■ Your objective ■
Copy out each line of the material that contains the string "woman", treating uppercase and lowercase as different.

■ Material provided ■
>>>
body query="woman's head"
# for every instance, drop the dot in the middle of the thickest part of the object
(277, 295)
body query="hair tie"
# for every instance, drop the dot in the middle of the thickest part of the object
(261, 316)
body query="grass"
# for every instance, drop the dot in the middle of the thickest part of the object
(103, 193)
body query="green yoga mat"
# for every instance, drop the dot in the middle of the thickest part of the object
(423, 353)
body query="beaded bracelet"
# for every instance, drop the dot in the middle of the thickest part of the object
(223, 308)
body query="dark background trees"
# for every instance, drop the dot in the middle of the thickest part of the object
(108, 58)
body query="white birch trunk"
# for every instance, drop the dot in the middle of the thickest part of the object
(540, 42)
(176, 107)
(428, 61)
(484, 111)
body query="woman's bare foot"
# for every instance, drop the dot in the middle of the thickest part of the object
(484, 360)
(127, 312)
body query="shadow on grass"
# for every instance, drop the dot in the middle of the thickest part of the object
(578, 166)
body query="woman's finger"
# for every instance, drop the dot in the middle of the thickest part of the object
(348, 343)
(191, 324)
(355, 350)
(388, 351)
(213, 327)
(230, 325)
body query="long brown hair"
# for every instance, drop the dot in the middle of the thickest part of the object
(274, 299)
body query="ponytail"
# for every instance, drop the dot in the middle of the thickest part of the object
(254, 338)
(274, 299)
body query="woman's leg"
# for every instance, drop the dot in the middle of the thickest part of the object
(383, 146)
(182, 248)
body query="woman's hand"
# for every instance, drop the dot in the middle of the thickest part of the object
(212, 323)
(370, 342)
<<<
■ The answer ■
body query="woman's head"
body query="woman's bare foot"
body query="woman's finger"
body query="woman's leg"
body query="woman's hand"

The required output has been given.